▶ _AIM_
Reproduce all of the material exactly as shown.

(Position identification records)
····················

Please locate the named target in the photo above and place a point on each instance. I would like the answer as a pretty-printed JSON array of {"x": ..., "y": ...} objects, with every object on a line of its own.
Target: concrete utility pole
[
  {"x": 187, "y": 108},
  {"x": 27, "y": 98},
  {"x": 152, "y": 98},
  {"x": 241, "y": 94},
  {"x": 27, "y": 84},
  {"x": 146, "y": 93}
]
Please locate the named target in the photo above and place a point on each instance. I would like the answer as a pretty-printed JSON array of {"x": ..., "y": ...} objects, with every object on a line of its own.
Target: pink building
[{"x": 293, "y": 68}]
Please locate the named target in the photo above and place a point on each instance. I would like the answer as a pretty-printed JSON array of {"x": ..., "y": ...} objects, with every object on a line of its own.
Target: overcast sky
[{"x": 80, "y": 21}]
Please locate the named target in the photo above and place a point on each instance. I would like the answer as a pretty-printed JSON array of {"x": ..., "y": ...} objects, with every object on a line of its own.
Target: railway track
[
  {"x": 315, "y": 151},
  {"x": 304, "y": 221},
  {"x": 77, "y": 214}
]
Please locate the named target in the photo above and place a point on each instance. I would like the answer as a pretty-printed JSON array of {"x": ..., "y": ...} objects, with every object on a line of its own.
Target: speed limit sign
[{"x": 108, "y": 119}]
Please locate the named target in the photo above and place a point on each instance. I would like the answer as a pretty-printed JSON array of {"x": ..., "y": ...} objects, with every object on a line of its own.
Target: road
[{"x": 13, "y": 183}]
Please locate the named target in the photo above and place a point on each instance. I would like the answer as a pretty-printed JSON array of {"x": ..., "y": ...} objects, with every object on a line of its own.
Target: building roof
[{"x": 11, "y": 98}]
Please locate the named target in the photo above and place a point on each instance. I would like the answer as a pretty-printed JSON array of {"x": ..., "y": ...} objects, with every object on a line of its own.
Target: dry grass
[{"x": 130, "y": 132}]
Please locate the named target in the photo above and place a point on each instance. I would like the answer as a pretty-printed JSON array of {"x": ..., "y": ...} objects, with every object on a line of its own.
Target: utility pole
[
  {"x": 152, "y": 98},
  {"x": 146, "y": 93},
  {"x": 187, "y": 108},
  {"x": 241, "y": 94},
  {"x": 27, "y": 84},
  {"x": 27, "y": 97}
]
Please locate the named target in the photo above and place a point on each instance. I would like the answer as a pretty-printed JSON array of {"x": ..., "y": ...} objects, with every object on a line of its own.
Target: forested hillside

····················

▶ _THE RESULT_
Please locate the named target in the photo above and place a point on each instance. I would like the answer as a pretty-printed JSON array of {"x": ..., "y": ...} objects, with every object on a line of its own.
Target: concrete utility pole
[
  {"x": 187, "y": 108},
  {"x": 27, "y": 98},
  {"x": 152, "y": 98},
  {"x": 241, "y": 94},
  {"x": 27, "y": 84},
  {"x": 146, "y": 93}
]
Please locate the named target in the photo above and place a point on each instance. I would like the answer as a pretty-printed JSON array of {"x": ..., "y": ...} objects, with every object on a line of its own.
Target: pink building
[{"x": 293, "y": 68}]
Please locate the named target in the photo above and place a point on each instance. I would like the answer as a pretty-printed JSON array of {"x": ..., "y": ...} objects, with every object on a line of its own.
Target: overcast sky
[{"x": 80, "y": 21}]
Please locate the named target in the photo above and place a point on each instance. I would like the answer as a pretty-printed JSON array of {"x": ..., "y": ...} objects, with every object on a line of its own.
Target: railway track
[
  {"x": 315, "y": 151},
  {"x": 304, "y": 221},
  {"x": 77, "y": 214}
]
Please locate the named target in the photo above and place a point on each instance. I would like the answer as a pretty-printed JSON array of {"x": ..., "y": ...} objects, with every object on a line of its own.
Target: speed limit sign
[{"x": 108, "y": 119}]
Please locate the named target in the photo above and place a point on each instance. I would like the answer as a pretty-printed JSON array of {"x": ..., "y": ...} objects, with every object on a line of its own.
Target: road
[{"x": 13, "y": 183}]
Please locate the named target in the photo above and place a point on each instance. I would like the answer as a pretty-printed JSON array of {"x": ..., "y": ...} objects, with every object on a line of its own.
Target: building roof
[{"x": 11, "y": 98}]
Please locate the named target in the photo above and place a point on each instance. I would like the answer as a pretty-printed JSON array of {"x": ..., "y": ...} objects, with every object on a line of its own.
Target: dry grass
[{"x": 130, "y": 132}]
Please locate the named target in the photo above and place a point on each instance. I would like the answer as a pretty-printed JSON array of {"x": ..., "y": ...} objects, with every object on a line of its own.
Target: utility pole
[
  {"x": 152, "y": 98},
  {"x": 146, "y": 93},
  {"x": 187, "y": 108},
  {"x": 241, "y": 94},
  {"x": 27, "y": 84},
  {"x": 27, "y": 97}
]
Please locate the named target in the photo above and place a point on each instance. I would like the answer as a pretty-printed JSON array of {"x": ..., "y": ...} objects, with every object on a line of its own.
Target: forested hillside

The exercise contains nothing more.